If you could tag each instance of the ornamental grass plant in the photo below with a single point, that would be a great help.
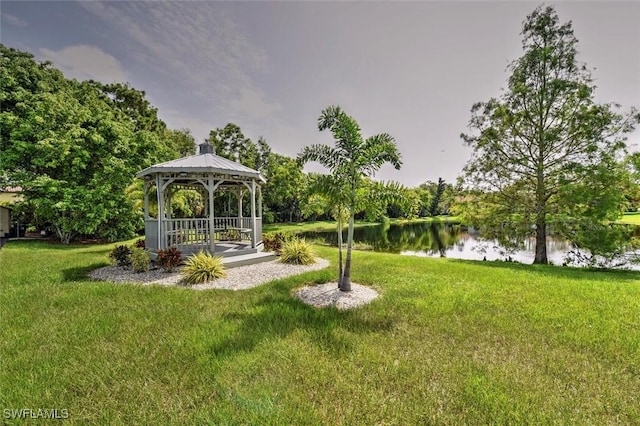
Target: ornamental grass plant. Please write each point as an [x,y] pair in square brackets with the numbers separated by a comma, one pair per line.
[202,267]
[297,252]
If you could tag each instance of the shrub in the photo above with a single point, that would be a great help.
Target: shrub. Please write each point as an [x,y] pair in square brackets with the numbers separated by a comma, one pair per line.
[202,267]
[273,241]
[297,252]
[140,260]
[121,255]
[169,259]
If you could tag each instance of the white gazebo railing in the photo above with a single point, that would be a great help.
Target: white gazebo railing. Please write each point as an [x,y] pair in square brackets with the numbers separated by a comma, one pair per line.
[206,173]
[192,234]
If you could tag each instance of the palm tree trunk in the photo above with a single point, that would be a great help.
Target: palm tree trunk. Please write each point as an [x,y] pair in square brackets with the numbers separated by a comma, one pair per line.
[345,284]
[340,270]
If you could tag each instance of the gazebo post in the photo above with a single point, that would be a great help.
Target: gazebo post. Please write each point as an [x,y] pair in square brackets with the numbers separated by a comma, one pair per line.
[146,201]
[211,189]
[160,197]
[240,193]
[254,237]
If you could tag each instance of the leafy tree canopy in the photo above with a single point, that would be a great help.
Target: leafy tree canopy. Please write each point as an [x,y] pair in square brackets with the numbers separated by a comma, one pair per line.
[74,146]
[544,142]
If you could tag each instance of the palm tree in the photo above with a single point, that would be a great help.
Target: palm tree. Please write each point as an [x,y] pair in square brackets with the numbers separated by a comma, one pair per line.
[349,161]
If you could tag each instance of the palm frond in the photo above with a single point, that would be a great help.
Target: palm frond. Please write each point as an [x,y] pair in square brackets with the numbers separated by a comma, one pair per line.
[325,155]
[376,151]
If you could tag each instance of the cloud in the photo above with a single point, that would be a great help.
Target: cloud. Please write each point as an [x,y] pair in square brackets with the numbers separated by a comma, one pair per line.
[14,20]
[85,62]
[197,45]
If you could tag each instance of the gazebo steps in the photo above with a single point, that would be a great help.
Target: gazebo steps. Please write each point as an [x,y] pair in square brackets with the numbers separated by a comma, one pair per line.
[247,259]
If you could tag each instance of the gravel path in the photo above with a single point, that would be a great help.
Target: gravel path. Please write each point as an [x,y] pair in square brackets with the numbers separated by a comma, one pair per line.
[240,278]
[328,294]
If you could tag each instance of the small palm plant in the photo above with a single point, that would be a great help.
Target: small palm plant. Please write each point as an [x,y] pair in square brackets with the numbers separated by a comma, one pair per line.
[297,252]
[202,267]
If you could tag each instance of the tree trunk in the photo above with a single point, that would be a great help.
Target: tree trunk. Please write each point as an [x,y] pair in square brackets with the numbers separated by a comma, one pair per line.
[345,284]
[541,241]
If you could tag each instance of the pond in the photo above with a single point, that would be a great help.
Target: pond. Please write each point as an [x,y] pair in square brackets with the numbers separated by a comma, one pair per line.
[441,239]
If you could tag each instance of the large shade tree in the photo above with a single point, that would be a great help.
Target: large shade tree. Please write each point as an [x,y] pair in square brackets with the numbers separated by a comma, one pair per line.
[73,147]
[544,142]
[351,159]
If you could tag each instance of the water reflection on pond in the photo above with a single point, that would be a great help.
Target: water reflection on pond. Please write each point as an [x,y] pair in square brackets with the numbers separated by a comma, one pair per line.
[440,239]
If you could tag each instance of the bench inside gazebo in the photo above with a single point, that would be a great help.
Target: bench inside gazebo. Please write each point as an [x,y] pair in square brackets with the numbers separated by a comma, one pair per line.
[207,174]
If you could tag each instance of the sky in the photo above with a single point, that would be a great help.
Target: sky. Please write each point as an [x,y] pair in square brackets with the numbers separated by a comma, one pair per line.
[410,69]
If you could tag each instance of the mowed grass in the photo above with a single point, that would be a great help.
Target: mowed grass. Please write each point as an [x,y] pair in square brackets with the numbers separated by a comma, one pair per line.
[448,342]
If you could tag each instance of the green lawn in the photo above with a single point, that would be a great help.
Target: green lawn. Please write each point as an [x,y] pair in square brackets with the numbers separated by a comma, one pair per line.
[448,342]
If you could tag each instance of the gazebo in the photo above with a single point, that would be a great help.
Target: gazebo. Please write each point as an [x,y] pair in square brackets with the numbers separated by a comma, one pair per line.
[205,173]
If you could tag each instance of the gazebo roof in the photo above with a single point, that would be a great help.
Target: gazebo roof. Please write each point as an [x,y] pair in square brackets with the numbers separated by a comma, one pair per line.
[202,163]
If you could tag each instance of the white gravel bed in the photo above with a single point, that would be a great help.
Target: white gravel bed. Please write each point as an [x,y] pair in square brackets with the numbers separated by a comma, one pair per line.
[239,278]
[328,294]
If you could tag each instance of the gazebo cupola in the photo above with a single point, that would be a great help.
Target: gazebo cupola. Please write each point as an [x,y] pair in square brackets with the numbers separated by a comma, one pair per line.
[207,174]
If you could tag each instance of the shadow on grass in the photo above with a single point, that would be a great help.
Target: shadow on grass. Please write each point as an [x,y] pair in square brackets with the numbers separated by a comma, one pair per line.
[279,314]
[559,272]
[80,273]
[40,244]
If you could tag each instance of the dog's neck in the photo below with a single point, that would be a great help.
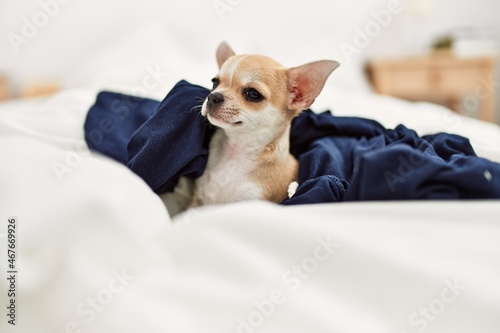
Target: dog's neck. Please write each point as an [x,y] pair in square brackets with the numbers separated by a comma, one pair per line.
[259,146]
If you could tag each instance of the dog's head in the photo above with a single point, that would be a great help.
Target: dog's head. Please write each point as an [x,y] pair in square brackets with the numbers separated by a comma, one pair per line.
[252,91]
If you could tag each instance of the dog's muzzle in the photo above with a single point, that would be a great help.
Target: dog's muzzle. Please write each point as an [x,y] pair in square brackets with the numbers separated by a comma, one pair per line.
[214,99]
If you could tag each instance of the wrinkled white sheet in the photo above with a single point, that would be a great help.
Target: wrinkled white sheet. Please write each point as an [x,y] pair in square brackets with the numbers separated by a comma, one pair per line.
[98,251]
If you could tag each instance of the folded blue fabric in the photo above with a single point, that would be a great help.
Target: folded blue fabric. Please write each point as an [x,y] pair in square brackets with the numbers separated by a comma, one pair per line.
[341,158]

▬▬▬

Extract every line of the listing above and reproduce each one exactly, leaving out the pictures.

If you could tag each instance of the ornamental grass plant in the photo below with a single point, that would be a great help.
Target: ornamental grass plant. Please write each point as an [x,y] pair in square brackets with the numbers separated by a comma, one pair per line.
[202,267]
[297,252]
If you could tag each instance of the shrub in the photo above with a single point, that would be a great help.
Target: shrub. Please write each point as an [x,y] pair in square brackets with the numbers separated by a comma, one pair per line.
[202,267]
[273,241]
[297,252]
[140,260]
[121,255]
[169,259]
If you could tag each instance of the white gazebo railing in the photo above with a single point, that would be a great help.
Target: white gazebo railing. Please write each point as an [x,y] pair in square brackets with the numbers separated by a comma, one pair per line.
[206,173]
[192,234]
If you could tag each instance of the palm tree trunk in the photo above with a single point, that would be a great help.
Target: palm tree trunk. Please write each point as an [x,y] pair in square brackets with the numbers separated by a comma, one pair per line.
[345,284]
[340,270]
If you could tag each instance of the gazebo post in the photo above with a single point, that would be a great help.
Target: gazebo post. Please write each point as an [x,y] pair in square brackets with the numbers separated by a comma, one pair per line.
[146,201]
[211,189]
[160,197]
[240,193]
[254,237]
If you could tag each instance of the leafy tree canopy in the photo above with a single point, that would be a great help.
Target: leafy tree canopy. Please write each point as an [x,y] pair in square brackets with the numbers separated by a comma, one pair per line.
[74,146]
[544,142]
If you could tag each instance of the palm tree in the photo above with a single point, that would be a great help.
Target: palm tree. Please write each point as an [x,y] pair in square brackets with the numbers separated by a comma, one pair per line.
[349,161]
If you could tag each instance of the palm frond in the photo above with a single point, that would be a great help.
Target: palm frond. Please write each point as an [x,y] pair in square brackets with the numbers separated by a comma, one pair per line.
[325,155]
[376,151]
If you could tag each instance of the cloud in the photo above with a single point, that would be a great help.
Target: cloud. Please write each point as an [x,y] pair in square brackets with the numbers separated by a comma, one pair per line.
[14,20]
[85,62]
[197,45]
If you could tag each instance of the gazebo steps in the photo above with a single point, that would be a great help.
Target: gazebo steps. Please write each point as an [x,y] pair in square brackets with the numbers separated by a comma, one pair per line.
[247,259]
If you could tag each instance of the gravel path in the photo above with a single point, that would be a great help.
Target: gravel path. Please write each point as an [x,y] pair in square brackets with the numbers separated by a comma, one pair per line.
[240,278]
[328,294]
If you could tag each instance of the small palm plant in the photo above with a single point, that would be a great help.
Target: small palm plant. Please write each point as an [x,y] pair in square brackets with the numbers separated by a comma, one pair per line.
[297,252]
[202,267]
If you could tag each instance of the tree trunk in the photo above with a single point, that would be a great help.
Target: tree trunk. Please write each point as an [x,y] pair in square brackets with the numbers separated by a comma, one pair per line.
[345,284]
[541,241]
If you could tag each instance of the pond in the photo above with a single point, that would be a great help.
Target: pond. Please write each point as an [x,y] pair in square brackets with the numbers separated by a comma, one pair per line.
[441,239]
If you could tag each instance of the large shade tree in the photo above with a single point, that would be a great help.
Target: large shade tree. Please write each point as an [x,y] pair in square brackets with the numbers separated by a comma, one pair per line.
[73,147]
[544,142]
[351,159]
If you could tag each instance of the water reflection on pond in the photo above with a single point, that would be a great help.
Target: water reflection on pond. Please write each point as an [x,y] pair in square brackets with the numbers separated by a comma, one pair per line.
[440,239]
If you could tag each instance of the bench inside gazebo in the photo above with a single point, that would be a great help.
Target: bench inside gazebo. Please write each point as an [x,y] pair in square brackets with the numbers separated by a comma, one pair per line.
[207,174]
If you could tag each instance of the sky in the photo above with a single point, that would be a great help.
Target: sky. Please write each point as an [x,y] pair in square brackets with the numbers separated by a comma, one pair per line.
[410,69]
If you could tag each instance of the mowed grass in the photo above with a single point, that would be a great help.
Target: mowed grass. Please write each point as an [x,y] pair in square brackets with the numbers separated by a comma, one pair per line.
[448,342]
If you could tag each instance of the green lawn in the photo above with a single point, that would be a great help.
Target: green lawn. Please write each point as an [x,y] pair in square brackets with the numbers separated by a comma, one pair per line.
[448,342]
If you could tag each instance of the gazebo in the photo above with a single point, that would be a great help.
Target: gazebo. Please write each point as an [x,y] pair in square brackets with the numbers separated by a comma, one pair per line.
[205,173]
If you could tag each instance of the gazebo roof in the photo above with a single point, that would be a great help.
Target: gazebo roof. Please write each point as an [x,y] pair in square brackets with the numbers separated by a comma, one pair per line.
[202,163]
If you could tag each instance of the white gravel bed in the photo above with a single point, that would be a great help.
Target: white gravel bed. Please write each point as an [x,y] pair in square brackets with the numbers separated by a comma, one pair per line.
[239,278]
[328,294]
If you could tag each instance of the gazebo cupola in the photo above with a single point, that would be a great help.
Target: gazebo cupola. Please write each point as an [x,y] pair in square brackets with the numbers separated by a comma, one pair per line.
[207,174]
If you could tag each instance of the shadow on grass in the photo above with a single point, that would be a great help.
Target: shadow on grass. Please write each point as an [x,y] pair in square brackets with the numbers separated by a comma, one pair per line.
[279,314]
[559,272]
[80,273]
[40,244]
If you could tag each instance of the dog's neck in the photo below with a single point, that would be a great help.
Target: dog's neck. Please write each point as an [x,y] pair in square brackets with the numbers separated by a comma, one pair per line.
[259,146]
If you could tag each instance of the dog's head in the photo above with a single point, that would be a great help.
Target: dog's head. Please write each point as an [x,y] pair in square brackets with the numbers separated by a comma, one pair per line.
[252,91]
If you could tag each instance of the dog's muzzle in the photo above with a single point, that would be a great help.
Target: dog's muzzle. Please write each point as an [x,y] pair in square brackets with the numbers separated by a comma, one pair per line.
[214,99]
If you could tag each instance of the wrinkled white sheet in the photo above with a single point, that would be a great help.
Target: wrinkled white sheet. Please write each point as an [x,y] pair in square brackets with the numbers separated by a comma, one pair per line.
[98,251]
If you could tag each instance of the folded blue fabric in the photo above with a single point, that would be a great help.
Target: folded blue fabric. Please write each point as an [x,y] pair in square brackets with the numbers separated by a comma, one pair per line.
[341,158]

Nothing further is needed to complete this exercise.